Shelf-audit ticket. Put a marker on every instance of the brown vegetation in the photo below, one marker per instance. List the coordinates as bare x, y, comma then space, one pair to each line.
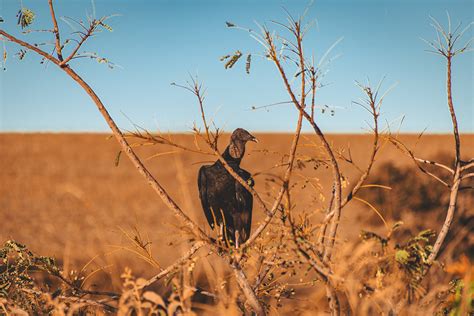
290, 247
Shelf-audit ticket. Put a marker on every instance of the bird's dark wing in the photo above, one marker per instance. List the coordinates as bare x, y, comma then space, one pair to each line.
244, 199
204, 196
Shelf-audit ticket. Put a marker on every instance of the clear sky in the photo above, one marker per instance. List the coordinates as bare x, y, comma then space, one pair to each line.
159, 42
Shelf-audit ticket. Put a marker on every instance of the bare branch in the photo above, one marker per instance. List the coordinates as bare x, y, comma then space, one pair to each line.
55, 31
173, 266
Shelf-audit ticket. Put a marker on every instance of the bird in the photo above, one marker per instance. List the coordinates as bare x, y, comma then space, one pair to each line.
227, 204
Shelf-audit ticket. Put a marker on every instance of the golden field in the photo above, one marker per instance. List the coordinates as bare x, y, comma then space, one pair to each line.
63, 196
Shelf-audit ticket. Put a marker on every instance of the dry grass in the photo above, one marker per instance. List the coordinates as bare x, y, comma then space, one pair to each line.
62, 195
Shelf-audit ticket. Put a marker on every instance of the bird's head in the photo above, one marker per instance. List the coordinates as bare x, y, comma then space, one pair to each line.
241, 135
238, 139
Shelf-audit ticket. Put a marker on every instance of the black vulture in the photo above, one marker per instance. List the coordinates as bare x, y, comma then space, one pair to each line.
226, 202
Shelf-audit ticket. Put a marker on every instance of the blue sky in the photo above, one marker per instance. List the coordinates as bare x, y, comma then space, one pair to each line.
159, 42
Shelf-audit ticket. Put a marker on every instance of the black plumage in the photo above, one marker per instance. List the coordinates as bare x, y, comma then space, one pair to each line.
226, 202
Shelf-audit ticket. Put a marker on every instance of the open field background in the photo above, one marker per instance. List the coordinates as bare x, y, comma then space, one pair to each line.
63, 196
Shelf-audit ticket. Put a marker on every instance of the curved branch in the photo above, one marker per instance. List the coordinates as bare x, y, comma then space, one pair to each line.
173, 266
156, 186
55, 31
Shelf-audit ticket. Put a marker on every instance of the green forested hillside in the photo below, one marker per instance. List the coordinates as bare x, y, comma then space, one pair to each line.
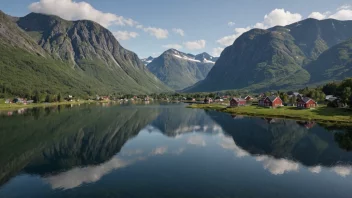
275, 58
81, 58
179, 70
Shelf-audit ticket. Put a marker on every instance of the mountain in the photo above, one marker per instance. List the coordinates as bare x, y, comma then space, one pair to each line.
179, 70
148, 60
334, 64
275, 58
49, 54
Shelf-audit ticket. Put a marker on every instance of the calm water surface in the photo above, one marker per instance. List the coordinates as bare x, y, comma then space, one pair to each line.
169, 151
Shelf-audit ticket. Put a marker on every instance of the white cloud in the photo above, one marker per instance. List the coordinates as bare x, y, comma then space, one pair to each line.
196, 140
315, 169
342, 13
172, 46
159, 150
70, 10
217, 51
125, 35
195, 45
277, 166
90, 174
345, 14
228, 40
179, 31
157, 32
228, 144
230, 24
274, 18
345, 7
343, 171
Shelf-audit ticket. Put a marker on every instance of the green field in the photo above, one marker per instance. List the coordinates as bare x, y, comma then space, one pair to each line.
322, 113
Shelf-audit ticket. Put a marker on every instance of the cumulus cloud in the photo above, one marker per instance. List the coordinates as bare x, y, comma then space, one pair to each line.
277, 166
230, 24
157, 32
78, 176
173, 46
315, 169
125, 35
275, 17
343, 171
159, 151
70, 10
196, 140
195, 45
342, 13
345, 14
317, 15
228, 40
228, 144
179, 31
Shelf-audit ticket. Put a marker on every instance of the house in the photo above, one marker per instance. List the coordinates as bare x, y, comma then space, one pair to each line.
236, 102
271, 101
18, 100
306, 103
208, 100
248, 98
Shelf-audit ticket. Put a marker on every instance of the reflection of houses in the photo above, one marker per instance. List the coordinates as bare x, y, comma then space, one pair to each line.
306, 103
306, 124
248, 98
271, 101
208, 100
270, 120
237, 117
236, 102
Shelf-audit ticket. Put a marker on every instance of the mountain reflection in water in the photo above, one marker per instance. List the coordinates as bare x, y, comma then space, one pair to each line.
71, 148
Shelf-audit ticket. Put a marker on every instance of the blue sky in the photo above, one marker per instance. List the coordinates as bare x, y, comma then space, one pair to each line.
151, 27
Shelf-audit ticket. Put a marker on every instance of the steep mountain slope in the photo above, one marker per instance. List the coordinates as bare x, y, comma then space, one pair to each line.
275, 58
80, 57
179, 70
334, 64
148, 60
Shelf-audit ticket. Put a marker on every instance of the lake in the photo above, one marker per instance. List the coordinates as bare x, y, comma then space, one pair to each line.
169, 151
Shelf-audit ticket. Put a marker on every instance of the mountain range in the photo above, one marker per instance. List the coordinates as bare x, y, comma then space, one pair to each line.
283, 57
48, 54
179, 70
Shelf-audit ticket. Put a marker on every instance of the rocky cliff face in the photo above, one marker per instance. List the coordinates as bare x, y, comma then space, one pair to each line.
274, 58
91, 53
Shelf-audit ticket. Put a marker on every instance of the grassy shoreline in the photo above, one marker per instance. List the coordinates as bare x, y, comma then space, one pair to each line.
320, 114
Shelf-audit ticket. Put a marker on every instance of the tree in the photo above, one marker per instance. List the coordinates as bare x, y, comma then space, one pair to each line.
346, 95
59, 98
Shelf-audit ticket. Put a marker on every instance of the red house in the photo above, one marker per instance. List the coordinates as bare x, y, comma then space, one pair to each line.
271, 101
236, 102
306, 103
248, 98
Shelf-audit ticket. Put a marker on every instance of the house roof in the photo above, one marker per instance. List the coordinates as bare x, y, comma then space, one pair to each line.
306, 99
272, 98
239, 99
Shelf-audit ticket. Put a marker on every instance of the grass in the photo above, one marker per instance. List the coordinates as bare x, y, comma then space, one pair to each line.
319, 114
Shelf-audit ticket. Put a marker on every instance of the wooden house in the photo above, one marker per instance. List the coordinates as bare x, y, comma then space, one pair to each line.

+ + +

WHAT THIS TASK INVOLVES
Omit the pictures, then give every record back exactly as it stands.

SOLUTION
Shelf-audit ticket. Put a marker on every instance of the brown vegetation in the photo below, one marker per instance. List the coordinates as bare x, y, comma then space, one pair to each line.
290, 247
Shelf-audit ticket. Put a marker on every instance of the bird's dark wing in the photo above, one marker per instance. List the coordinates as bare x, y, comma then space, one pair to each line.
244, 199
204, 196
Shelf-audit ticket. Put a marker on every instance of the clear sky in the photo above, one marker per instance. List the coordinates as bare x, y, comma then space, one pair to each line.
159, 42
Shelf-audit ticket. Put a marker on every instance of the bare branch in the photo above, one marker per instance. List the coordinates as bare x, y, comma then space, one pair to each line.
55, 31
173, 266
Shelf-audit ticket. Put a marker on every instance of the bird in the photo above, one marker per instance. List the coordinates as bare x, y, comma then space, one pair to each line.
227, 204
Shelf-audit ticket. Put a marker on every instance of the golden field in the photo above, one marker per instance. List the coordinates as bare x, y, comma then space, one pair to each line.
63, 196
Shelf-audit ticket. Put a marker on every instance of the dry grass in the photo above, one marker per instance. List the coordinates as bare x, y, comma then space, one pair to each line.
62, 195
Shelf-audit ticket. Put a marker on every instance of the bird's head in the photo above, one marker per instance. List the coordinates as bare x, y, comma then space, one pair to each line.
241, 135
238, 139
Shelf-audit ticket. Put a marker on every instance of the black vulture in the photo above, one marker per instance. List the coordinates as bare x, y, comma then space, one pair to each line.
226, 202
Shelf-audit ticket. Put a marker on every instance of the blue sky in the photo above, one marker per instance. List the coordinates as bare x, y, comma then space, one pair to each line.
159, 42
Shelf-audit ticket. Put a marker on every instance of the black plumage in the photo above, one marker per instance. List the coordinates as bare x, y, comma then space, one pair to each line.
226, 202
Shelf-audit ticket. Put a marker on every instance of the open field background in the photo above, one marker per instance. List the coordinates as bare x, y, comma then space, one pair to each line.
63, 196
Shelf-audit ticket. Put a marker on every instance of the curved branch in the photo above, one marker per instance. List the coordinates as bare x, y, comma then space, one pair to each line.
173, 266
156, 186
55, 31
Shelf-audit ticket. Put a marker on every instance of the green forested hillside in the photo below, one marker per instance. List the coordinates as bare x, y, comma then space, one pair to each line.
275, 58
81, 58
179, 70
Shelf-audit ticket. Put a marker on every instance of the mountain in the photo above, one marker per instance. List the coordinates as bare x, y, comma then space, one pair to each line.
179, 70
148, 60
334, 64
275, 58
49, 54
Shelf-audit ticket. Put a marker on every instance of the calm water surface in the photo above, one marker per instance. List the coordinates as bare x, y, comma then space, one pair to each line.
169, 151
Shelf-audit ticket. Put a marker on every instance of the white cloud in the photo above, one marker per instance. List the coordinates as bare x, y, comma then space, one pair to each line.
196, 140
315, 169
342, 13
172, 46
159, 150
70, 10
217, 51
125, 35
195, 45
277, 166
90, 174
345, 14
228, 40
179, 31
157, 32
228, 144
230, 24
274, 18
345, 7
343, 171
Shelf-audit ticket. Put a marker on every instance of the green field in the photo above, one marker per instance. List the coordinates as bare x, y, comma then space, one pair to each line.
322, 113
Shelf-audit ticket. Put a marker on every instance of the cumulus cloud in the photo above, one marker per instance. List the coordinates as bare x, y, comma then space, one pair to each line.
277, 166
230, 24
157, 32
78, 176
173, 46
315, 169
125, 35
275, 17
343, 171
159, 151
70, 10
196, 140
195, 45
342, 13
345, 14
317, 15
228, 40
228, 144
179, 31
Shelf-audit ticket. Put a marker on every instance of the house in the photo above, one marker per instance. List the coordinates as bare x, y, comma then space, one pair to each line.
236, 102
271, 101
18, 100
306, 103
208, 100
248, 98
Shelf-audit ticket. Put a marker on every instance of the reflection of houses in the photo above, one marker per instance. List the coordinates as bare x, y, comma then space, one pair to each line.
306, 103
306, 124
248, 98
271, 101
208, 100
270, 120
237, 117
236, 102
Shelf-audit ticket. Put a marker on every instance of the mountain reflection in water in the photo above, one marker per instance. List the coordinates as bare x, y, comma then space, one pair to each line.
71, 148
Shelf-audit ticket. Put a marker on every instance of the blue sky in the photo above, one marker per instance. List the coordinates as bare x, y, comma then space, one pair to each line.
151, 27
Shelf-audit ticket. Put a marker on every instance of the steep mountain slope in the photo above, one marker per instance. List the coordinates as bare x, y, comma then space, one pair to each line.
275, 58
80, 57
179, 70
334, 64
148, 60
Shelf-audit ticket. Put a marker on every instance of the lake in the photo above, one marker per instance. List the coordinates as bare x, y, comma then space, one pair to each line.
169, 151
Shelf-audit ticket. Put a marker on every instance of the mountain range in the photo above, one marker per instance. List the coordinates as bare x, y, comma then space, one pair to each line.
283, 57
48, 54
179, 70
Shelf-audit ticket. Put a marker on every instance of the rocky cliff face in the photo above, one marker per instance. List the coordinates as bare x, y, comma then space, one pair to each line.
274, 58
91, 53
Shelf-audit ticket. Put a marker on every instance of the grassy shoreline in the photo above, one marker per instance. List the coordinates as bare x, y, comma then space, one pair to each line.
320, 114
Shelf-audit ticket. Put a marker on every instance of the tree in the photo above, one marker per instance. List the coordinates as bare x, y, comma then space, one pair to each line.
346, 95
59, 98
Shelf-audit ticket. Put a marker on every instance of the red house in the photo above, one marker per instance. List the coordinates as bare x, y, comma then space, one pair to each line.
271, 101
236, 102
306, 103
248, 98
Shelf-audit ticket. Put a marker on every instance of the house roof in the photo above, one marker per instance. List the coordinates as bare x, y, comma then space, one pair to each line.
306, 99
272, 98
239, 99
Shelf-audit ticket. Put a marker on every instance of the grass in the photo above, one marker per instance. List the coordinates as bare x, y, comma then space, one pair to each line.
319, 114
Shelf-audit ticket. Put a marker on every instance of the wooden house in the photo above, one marker per instance. List the coordinates as bare x, y, comma then space, one pair to each line.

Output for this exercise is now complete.